* **Explore the material**
**A)** Quote the Magic tournament report word for word, from "It’s then I" up to and including "all makes sense?".
**B)** Write what comes next in the Magic tournament report, picking up after its final sentence.

* **Extract provided**
╔══

Read Zac Hill every week... at StarCityGames.com!
Wednesday, April 15th – Round one, Singapore PTQ. Third game, three life, two Mutavaults and four other lands on my side, a grip full of counters. Venser and a Clique, too. In hand. My opponent has himself a Gaddock Teeg, a Mogg Fanatic, and an Isamaru. I am not afraid of whatever he might have in his hand unless I’m out of mana. It’s my end step, he taps three. I ready counter mana and pause. “Volcanic Fallout,” he announces.

Round one, Singapore PTQ. Third game, three life, two Mutavaults and four other lands on my side, a grip full of counters. Venser and a Clique, too. In hand. My opponent has himself a Gaddock Teeg, a Mogg Fanatic, and an Isamaru. I am not afraid of whatever he might have in his hand unless I’m out of mana.

It’s my end step, he taps three. I ready counter mana and pause.

“Volcanic Fallout,” he announces.

We sit there. Rain distinctly does not fall in the little open atrium-area under which we are forbidden to play our matches. A breeze distinctly does not rush through the hall and ruffle cards across Progenitus-print playmates. A baby does in fact cry briefly but is silenced by a stern mother. I am plotting whether to Venser, whether that even helps, whether I actually stand any chance of winning if I Venser into Clique for the Fallout. Seconds pass. Wait, only six mana. There goes that plan. More seconds. The sun casts the shadow of a perched bird onto the guy’s next to me Elf deck. That is one huge Visionary. Six mana. Not seven. Hmm.

At this point he and I have been staring at the Fallout for maybe half a minute.

It’s then I notice: That Mogg Fanatic is still right there. Next to the Fallout. Just kind of hanging out. Doing whatever, you know, Fanatical Moggs do in their spare time.

Cool.

“Okay,” I say. “That resolves.”

He moves to sacrifice the Fanatic.

“That’s not how that works,” I say. Judge agrees, says he passed. I mop the game up in short order as he Wraths his board and runs out of gas.

What’s the saying that we’ve heard a lot recently, kind of profound-sounding and melodramatic but which we secretly want – okay, sometimes yearn – to be true when we’re trying to erect a narrative for our own lives, some kind of story that makes it all makes sense?

“It is written.”

That one.

Yeah, sometimes it is.

This article is mainly going to highlight some of my thoughts about the state of mind you need to assume when you enter into any major tournaments, and how that state of mind affects your subsequent performance. The truth is that after the moment I just described to you in round one happened, I was positive I was going to win the tournament – despite zero continuous sleep, despite secondhand-smoke immersion that made my face feel stuffed with cotton and my mind hum the idle drone of an engine that you’re cranking but won’t start, despite playing terribly. But there’s a lot of trivia I’d like to mention first, some facts that just sort of darted into my mind over the course of the PTQ and that I want to catalogue before they flutter away.

Unless you’re practicing for something, don’t enter a tournament unless you reasonably think you can win it.

╚══

* **Supplied material**
╔══

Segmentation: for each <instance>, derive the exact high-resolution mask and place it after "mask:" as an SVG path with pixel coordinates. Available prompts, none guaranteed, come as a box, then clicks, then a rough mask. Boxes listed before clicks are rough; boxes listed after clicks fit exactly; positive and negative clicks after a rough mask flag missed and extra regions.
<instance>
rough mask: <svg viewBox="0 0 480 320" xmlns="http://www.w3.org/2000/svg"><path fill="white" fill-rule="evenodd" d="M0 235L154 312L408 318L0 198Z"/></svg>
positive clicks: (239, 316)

╚══

* **Results of the tasks**
**A)**
It’s then I notice: That Mogg Fanatic is still right there. Next to the Fallout. Just kind of hanging out. Doing whatever, you know, Fanatical Moggs do in their spare time.

Cool.

“Okay,” I say. “That resolves.”

He moves to sacrifice the Fanatic.

“That’s not how that works,” I say. Judge agrees, says he passed. I mop the game up in short order as he Wraths his board and runs out of gas.

What’s the saying that we’ve heard a lot recently, kind of profound-sounding and melodramatic but which we secretly want – okay, sometimes yearn – to be true when we’re trying to erect a narrative for our own lives, some kind of story that makes it all makes sense?

**B)**
To me this seems kind of obvious, but it’s amazing to me the amount of people who play decks like Burn or Mind’s Desire (without some kind of strong plan to mitigate the hate) or stuff like B/G “Rock” sans-Loam at PTQs. I ask them: Why on earth were you casting the spell Spark Elemental in a competitive event? And constantly I hear answers like, “Well, I just wanted to cast spells and see if I got lucky.” Mind’s Desire is another similar deck, a deck where you can just sort of cast your Rituals and see if you’re Storm is big enough to get there*. If that’s the case, why are you entering a competitive Magic tournament, an event designed to test skill and gain entry into an extremely elite cadre of great players? If you win a tournament with this attitude, do you really think you in any way deserve to be on the Pro Tour? What does such a victory even mean? And isn’t the expected value of shipping twenty bucks to in essence roll dice – roll dice where the better the opponent is, the more those dice are loaded against you – extremely low?

I understand the desire to play casually completely. But if you want to play casually, why are you entering, again, a competitive Magic tournament?

I feel like I have articulated this poorly and sound kind of condescending. That’s not what I am going for. I am aiming to encourage more active thinking. I asked a guy playing aforementioned B/G Rock how he ever beat an Ancestral Vision or a Future Sight or a Sower of Temptation or a Vedalken Shackles, and he didn’t have an answer. You know that Mono-U Wizards wins more PTQs than any other deck. If you don’t understand how some vital element of that deck interacts with whatever you propose to play, you really need to learn that ASAP before you pay money to enter into a tournament. It wasn’t as if he had a bad answer to that question. It’s as if it hadn’t occurred to him.

Think about these things.

Don’t mysticize Blue decks

Four separate people to whom I’ve talked recently have vowed to “give Blue decks a try next season.” While I admire that statement in the sense that it reflects a willingness to play the best deck, I hesitate to endorse it, because very frequently Blue decks are not the best decks. You shouldn’t be looking to play a Blue deck or a Red deck or a Goblin deck or a Blazing Shoal / Slippery Boggle / Double Cleave deck, or whatever. You should – if you’re going to pay money to enter competitive tournaments – play a deck that allows you to win.

The common misconception, I think, is that decks like Zoo are ‘easy to play’ while decks like Faeries are ‘hard to play’ or ‘confusing.’ The reality is that, yes, Zoo decks are probably easier to play badly and still win than Faerie decks, but that doesn’t mean they’re easier to play in general. And, again: if you think you’re bad at Magic, why are you entering a competitive Magic tournament?

I myself find it incredibly difficult to play aggro perfectly. Something like Goblins, sure, but I am notoriously awful with Zoo because I never know how to pace my spells. Decks that have inevitability, by contrast, are easy to me because the goal is always the same: think of the opponent’s possible threats and neutralize them. Then all you have to do is evaluate your aggressive Strategic Moments and you can play more or less like a master. Point being, though, that control decks don’t have any inherent superiority that you should always be looking to exploit. I loved Olivier’s recent article about the ‘levels’ of Magic Player, but I don’t think that playing a control deck necessarily represents a step up. The problem is that people put control decks on this like pedestal, and it greatly inhibits their growth because they feel some mysticism about a nonexistent artificially-constructed tier.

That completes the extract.